> **Problem to solve**
For the records that follow, please set down exactly the lines between the one holding "Segmentation task: an" and the one holding "positive clicks: (149, 85) (112, 108)", inclusive, and only those.

◆ ◆ ◆ ◆ ◆ ◆ ◆

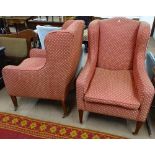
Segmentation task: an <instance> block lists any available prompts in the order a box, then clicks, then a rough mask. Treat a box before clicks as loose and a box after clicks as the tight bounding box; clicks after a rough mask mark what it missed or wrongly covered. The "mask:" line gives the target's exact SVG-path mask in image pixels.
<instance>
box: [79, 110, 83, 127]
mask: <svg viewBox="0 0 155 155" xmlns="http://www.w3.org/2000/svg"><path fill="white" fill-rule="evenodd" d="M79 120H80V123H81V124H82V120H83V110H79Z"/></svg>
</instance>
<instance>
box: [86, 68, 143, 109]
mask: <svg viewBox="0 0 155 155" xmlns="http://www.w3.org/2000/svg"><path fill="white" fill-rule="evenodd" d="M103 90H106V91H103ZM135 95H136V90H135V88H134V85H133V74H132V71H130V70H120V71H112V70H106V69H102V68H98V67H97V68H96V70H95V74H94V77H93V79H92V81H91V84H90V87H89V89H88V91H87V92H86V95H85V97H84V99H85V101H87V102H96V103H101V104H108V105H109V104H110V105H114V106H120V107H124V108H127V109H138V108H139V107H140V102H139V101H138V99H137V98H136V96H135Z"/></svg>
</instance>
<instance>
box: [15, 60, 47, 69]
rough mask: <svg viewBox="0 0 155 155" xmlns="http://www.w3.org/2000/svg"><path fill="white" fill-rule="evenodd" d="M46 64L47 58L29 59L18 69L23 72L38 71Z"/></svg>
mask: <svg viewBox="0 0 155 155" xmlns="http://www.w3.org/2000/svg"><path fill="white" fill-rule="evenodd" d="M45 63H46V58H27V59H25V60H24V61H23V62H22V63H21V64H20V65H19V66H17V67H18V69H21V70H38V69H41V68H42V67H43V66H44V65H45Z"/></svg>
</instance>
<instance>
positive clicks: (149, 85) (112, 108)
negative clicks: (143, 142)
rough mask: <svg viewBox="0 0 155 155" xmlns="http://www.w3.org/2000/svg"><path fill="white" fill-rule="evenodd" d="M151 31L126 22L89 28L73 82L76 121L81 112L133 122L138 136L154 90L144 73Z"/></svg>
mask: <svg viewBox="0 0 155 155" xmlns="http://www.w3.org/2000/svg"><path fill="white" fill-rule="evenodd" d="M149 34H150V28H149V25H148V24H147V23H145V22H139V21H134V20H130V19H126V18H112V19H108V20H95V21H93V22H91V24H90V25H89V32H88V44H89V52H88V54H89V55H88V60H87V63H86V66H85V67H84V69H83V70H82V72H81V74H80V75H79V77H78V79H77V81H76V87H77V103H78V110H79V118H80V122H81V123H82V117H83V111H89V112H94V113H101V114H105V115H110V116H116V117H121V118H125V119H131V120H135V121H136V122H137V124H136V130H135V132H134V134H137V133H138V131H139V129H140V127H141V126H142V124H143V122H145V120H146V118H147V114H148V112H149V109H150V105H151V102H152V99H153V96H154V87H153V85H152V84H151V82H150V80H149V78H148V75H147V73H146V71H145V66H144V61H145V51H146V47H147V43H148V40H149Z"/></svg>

◆ ◆ ◆ ◆ ◆ ◆ ◆

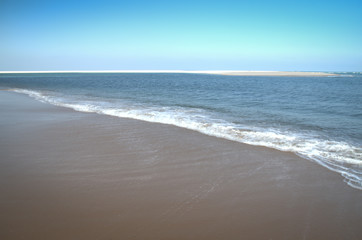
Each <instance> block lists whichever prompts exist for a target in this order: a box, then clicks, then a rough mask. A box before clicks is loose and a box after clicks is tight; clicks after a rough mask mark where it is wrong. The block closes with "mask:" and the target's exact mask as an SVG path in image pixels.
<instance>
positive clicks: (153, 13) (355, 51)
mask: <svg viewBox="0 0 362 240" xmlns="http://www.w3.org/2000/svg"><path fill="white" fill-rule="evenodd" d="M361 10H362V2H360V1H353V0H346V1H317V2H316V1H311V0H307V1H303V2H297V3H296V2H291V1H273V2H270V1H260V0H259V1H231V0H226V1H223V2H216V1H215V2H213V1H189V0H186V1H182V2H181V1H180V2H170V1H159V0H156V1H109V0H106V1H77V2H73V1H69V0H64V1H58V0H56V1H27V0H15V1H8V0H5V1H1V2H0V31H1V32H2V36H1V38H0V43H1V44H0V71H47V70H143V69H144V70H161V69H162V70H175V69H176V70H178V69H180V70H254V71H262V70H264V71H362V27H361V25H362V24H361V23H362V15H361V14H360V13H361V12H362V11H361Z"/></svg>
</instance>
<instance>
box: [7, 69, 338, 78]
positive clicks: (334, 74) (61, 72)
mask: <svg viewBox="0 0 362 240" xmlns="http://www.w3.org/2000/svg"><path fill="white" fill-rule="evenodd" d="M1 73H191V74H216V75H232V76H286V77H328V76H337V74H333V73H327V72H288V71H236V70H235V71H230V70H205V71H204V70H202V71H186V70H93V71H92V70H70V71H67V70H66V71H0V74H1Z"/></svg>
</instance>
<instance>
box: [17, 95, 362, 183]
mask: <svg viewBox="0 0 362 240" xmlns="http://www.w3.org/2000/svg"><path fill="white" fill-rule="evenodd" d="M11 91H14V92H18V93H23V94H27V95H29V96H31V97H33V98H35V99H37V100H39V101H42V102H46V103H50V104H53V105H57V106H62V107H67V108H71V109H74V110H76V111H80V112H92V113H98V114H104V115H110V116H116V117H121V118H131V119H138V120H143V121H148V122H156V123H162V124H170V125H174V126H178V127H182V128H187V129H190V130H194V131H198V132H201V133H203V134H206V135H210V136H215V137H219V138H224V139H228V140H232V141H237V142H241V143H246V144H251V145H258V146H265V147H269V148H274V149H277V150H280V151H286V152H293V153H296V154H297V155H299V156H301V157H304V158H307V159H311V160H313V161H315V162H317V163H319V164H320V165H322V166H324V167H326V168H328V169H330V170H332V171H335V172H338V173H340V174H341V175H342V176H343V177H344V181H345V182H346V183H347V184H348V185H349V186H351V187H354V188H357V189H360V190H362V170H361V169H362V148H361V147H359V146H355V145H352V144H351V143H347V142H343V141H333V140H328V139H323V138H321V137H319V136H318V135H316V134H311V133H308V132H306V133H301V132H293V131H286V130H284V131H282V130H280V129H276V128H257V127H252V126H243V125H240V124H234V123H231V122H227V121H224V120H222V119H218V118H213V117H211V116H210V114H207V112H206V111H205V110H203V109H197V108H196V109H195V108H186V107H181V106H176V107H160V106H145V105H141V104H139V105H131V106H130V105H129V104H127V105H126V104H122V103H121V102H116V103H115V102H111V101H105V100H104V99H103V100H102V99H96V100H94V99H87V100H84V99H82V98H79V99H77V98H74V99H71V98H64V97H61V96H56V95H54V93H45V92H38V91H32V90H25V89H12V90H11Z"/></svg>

◆ ◆ ◆ ◆ ◆ ◆ ◆

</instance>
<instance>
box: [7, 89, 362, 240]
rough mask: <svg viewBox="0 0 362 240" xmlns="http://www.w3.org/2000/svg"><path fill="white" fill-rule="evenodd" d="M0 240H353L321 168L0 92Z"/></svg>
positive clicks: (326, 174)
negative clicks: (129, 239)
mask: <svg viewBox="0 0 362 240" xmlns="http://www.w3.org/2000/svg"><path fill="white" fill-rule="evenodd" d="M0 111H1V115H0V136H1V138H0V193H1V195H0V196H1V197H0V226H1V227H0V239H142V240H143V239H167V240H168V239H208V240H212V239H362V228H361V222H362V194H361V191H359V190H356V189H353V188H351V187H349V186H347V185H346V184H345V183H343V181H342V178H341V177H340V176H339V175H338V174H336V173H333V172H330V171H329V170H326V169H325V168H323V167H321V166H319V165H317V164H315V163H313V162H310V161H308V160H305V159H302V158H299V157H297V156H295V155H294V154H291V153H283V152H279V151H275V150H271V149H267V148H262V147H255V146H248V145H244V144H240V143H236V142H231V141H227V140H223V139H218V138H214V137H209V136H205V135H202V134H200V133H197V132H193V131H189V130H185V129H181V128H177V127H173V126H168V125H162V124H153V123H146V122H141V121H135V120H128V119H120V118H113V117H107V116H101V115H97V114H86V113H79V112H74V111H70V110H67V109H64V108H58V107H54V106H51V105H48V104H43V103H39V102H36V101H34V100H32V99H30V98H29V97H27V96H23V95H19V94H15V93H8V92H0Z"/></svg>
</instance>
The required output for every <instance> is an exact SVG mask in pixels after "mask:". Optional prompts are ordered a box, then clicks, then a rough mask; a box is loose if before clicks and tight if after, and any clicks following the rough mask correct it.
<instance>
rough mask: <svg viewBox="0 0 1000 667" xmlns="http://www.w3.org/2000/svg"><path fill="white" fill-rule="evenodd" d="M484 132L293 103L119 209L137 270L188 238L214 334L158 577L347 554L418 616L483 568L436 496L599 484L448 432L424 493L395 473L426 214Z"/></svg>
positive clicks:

◆ ◆ ◆ ◆ ◆ ◆ ◆

> **Task solution**
Segmentation task: an <instance> block lists any available prompts in the order a box, then clicks, then a rough mask. Treat a box before clicks as loose and a box after clicks as the tight bounding box; clicks after a rough mask mark what it missed or wrongly covered. The "mask:" line gives the target's exact SVG-path mask in image pixels.
<instance>
box: [79, 110, 83, 127]
mask: <svg viewBox="0 0 155 155" xmlns="http://www.w3.org/2000/svg"><path fill="white" fill-rule="evenodd" d="M79 120H80V123H81V124H82V120H83V110H79Z"/></svg>
</instance>
<instance>
box: [86, 68, 143, 109]
mask: <svg viewBox="0 0 155 155" xmlns="http://www.w3.org/2000/svg"><path fill="white" fill-rule="evenodd" d="M103 90H106V91H103ZM135 95H136V90H135V88H134V85H133V74H132V71H130V70H120V71H112V70H106V69H102V68H98V67H97V68H96V70H95V74H94V77H93V79H92V81H91V84H90V87H89V89H88V91H87V92H86V95H85V97H84V99H85V101H87V102H96V103H101V104H108V105H109V104H110V105H114V106H120V107H124V108H127V109H138V108H139V107H140V102H139V101H138V99H137V98H136V96H135Z"/></svg>
</instance>
<instance>
box: [15, 60, 47, 69]
rough mask: <svg viewBox="0 0 155 155" xmlns="http://www.w3.org/2000/svg"><path fill="white" fill-rule="evenodd" d="M46 64L47 58L29 59L18 69L23 72L38 71Z"/></svg>
mask: <svg viewBox="0 0 155 155" xmlns="http://www.w3.org/2000/svg"><path fill="white" fill-rule="evenodd" d="M45 63H46V58H27V59H25V60H24V61H23V62H22V63H21V64H20V65H19V66H17V67H18V69H21V70H38V69H41V68H42V67H43V66H44V65H45Z"/></svg>
</instance>
<instance>
positive clicks: (149, 85) (112, 108)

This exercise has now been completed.